Internasional

Tentara Bayaran Rusia Minggir, Muncul China di Perang Thailand-Kamboja

luc, CNBC Indonesia
Rabu, 17/12/2025 21:40 WIB
Foto: Militer Thailand mengonfirmasi telah melakukan operasi tembakan tank untuk menghancurkan sebuah kompleks di sisi perbatasan Kamboja pada Selasa. (Tangkapan Layar Video Reuters/Royal Thai Army Region 1)
Dafar Isi

Jakarta, CNBC Indonesia - Ketegangan di perbatasan Thailand-Kamboja kembali memanas setelah militer Bangkok menyita sejumlah persenjataan canggih, termasuk rudal antitank berpemandu generasi terbaru buatan China, di tengah baku tembak yang kembali pecah di kawasan perbatasan kedua negara.

Temuan tersebut kini menjadi perhatian serius Bangkok karena memunculkan pertanyaan tentang jalur pasokan senjata dan keterlibatan teknologi militer asing dalam konflik regional Asia Tenggara.


Angkatan Darat Kerajaan Thailand mengonfirmasi bahwa rudal-rudal antitank yang berhasil direbut dari wilayah perbatasan kini berada sepenuhnya dalam penguasaan militer Thailand dan tidak akan diserahkan kepada pihak manapun. Pernyataan itu disampaikan melalui laporan Thai Public Broadcasting Service (PBS), di tengah penyelidikan lanjutan terhadap asal-usul dan penggunaan senjata tersebut.

Rudal yang dimaksud diidentifikasi sebagai GAM-102LR, sistem senjata antitank berpemandu presisi generasi kelima yang dikembangkan oleh China. Sistem ini pertama kali diperkenalkan oleh perusahaan pertahanan Poly Technologies pada 2018. Rudal GAM-102 dapat dipasang pada tripod maupun kendaraan tempur dan memiliki kemiripan desain dengan rudal antitank FGM-148 Javelin milik Amerika Serikat.

Teknologi Militer China

Kasus penyitaan rudal ini dinilai penting karena memperlihatkan semakin tampaknya ekspor persenjataan China dalam konflik kawasan. Beijing diketahui telah memasok tank tempur VT-4 kepada Angkatan Darat Kerajaan Thailand berdasarkan perjanjian yang diteken pada 2017.

Kehadiran teknologi militer China di kedua sisi konflik menambah lapisan kompleksitas dalam dinamika keamanan Asia Tenggara.

Thailand sendiri telah mengambil sejumlah langkah untuk memutus jalur pasokan dan dukungan logistik bagi pasukan Kamboja. Konflik di perbatasan kini telah memasuki pekan kedua, meskipun Presiden Amerika Serikat Donald Trump sebelumnya mengumumkan bahwa Thailand dan Kamboja telah menyepakati gencatan senjata baru pada pekan ini.

Namun, klaim tersebut dibantah oleh kedua negara.

**Daftar Data**

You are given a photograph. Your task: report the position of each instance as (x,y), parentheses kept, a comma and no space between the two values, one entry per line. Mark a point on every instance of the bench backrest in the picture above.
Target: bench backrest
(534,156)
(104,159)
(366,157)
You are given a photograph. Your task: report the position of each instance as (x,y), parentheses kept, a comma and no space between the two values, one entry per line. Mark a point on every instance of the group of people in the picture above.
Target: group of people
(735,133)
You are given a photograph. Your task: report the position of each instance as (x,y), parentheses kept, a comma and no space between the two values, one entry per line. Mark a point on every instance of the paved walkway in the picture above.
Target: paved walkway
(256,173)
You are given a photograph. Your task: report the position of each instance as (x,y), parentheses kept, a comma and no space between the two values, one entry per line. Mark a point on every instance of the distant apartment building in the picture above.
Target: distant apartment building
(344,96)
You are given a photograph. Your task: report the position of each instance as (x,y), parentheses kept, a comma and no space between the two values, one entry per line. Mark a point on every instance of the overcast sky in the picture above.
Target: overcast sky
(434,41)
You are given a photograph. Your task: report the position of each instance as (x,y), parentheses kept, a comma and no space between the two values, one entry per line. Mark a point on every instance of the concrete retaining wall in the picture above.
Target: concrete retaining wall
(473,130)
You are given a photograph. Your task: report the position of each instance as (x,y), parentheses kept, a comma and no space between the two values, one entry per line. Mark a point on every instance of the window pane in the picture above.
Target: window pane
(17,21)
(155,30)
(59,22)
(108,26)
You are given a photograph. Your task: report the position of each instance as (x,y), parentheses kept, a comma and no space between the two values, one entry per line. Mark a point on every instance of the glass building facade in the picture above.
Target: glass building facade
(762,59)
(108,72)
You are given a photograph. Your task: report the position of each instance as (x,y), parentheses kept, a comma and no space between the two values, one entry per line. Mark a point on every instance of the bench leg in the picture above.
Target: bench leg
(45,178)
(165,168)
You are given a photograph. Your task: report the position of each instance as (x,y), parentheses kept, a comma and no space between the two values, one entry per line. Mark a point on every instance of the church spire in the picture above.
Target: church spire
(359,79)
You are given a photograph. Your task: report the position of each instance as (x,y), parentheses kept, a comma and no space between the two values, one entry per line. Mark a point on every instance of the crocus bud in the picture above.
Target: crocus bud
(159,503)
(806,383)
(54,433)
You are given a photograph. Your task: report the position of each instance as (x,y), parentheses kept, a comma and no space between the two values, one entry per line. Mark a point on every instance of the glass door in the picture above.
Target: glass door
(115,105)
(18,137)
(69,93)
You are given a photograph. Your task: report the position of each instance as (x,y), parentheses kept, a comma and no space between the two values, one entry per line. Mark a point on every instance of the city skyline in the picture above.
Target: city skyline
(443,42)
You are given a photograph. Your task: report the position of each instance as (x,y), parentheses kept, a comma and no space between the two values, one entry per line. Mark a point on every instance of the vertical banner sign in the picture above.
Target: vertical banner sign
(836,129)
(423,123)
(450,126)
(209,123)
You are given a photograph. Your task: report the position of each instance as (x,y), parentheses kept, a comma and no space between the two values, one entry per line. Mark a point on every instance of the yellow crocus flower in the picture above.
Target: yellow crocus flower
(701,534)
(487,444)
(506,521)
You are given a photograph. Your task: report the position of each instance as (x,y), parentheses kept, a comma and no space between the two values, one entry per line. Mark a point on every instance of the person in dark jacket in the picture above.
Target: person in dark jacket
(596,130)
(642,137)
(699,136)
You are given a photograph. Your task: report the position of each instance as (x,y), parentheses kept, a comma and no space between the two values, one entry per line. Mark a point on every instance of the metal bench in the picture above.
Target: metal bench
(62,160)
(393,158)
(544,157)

**Soal**
Tentukan apakah tiap pernyataan di bawah ini sesuai dengan artikel tentang konflik perbatasan Thailand-Kamboja di atas. Jawab ya atau tidak untuk masing-masing dan kutip kata-kata artikel yang menentukan jawaban itu.
1. Sistem rudal GAM-102LR pertama kali diperkenalkan oleh Poly Technologies pada 2018.
2. Militer Thailand berencana menyerahkan rudal antitank sitaan kepada pihak lain.
3. Thailand dan Kamboja membenarkan pengumuman gencatan senjata baru dari Donald Trump.

**Hasil Tugas**
1. Ya: "Sistem ini pertama kali diperkenalkan oleh perusahaan pertahanan Poly Technologies pada 2018."
2. Tidak: "tidak akan diserahkan kepada pihak manapun"
3. Tidak: "Namun, klaim tersebut dibantah oleh kedua negara."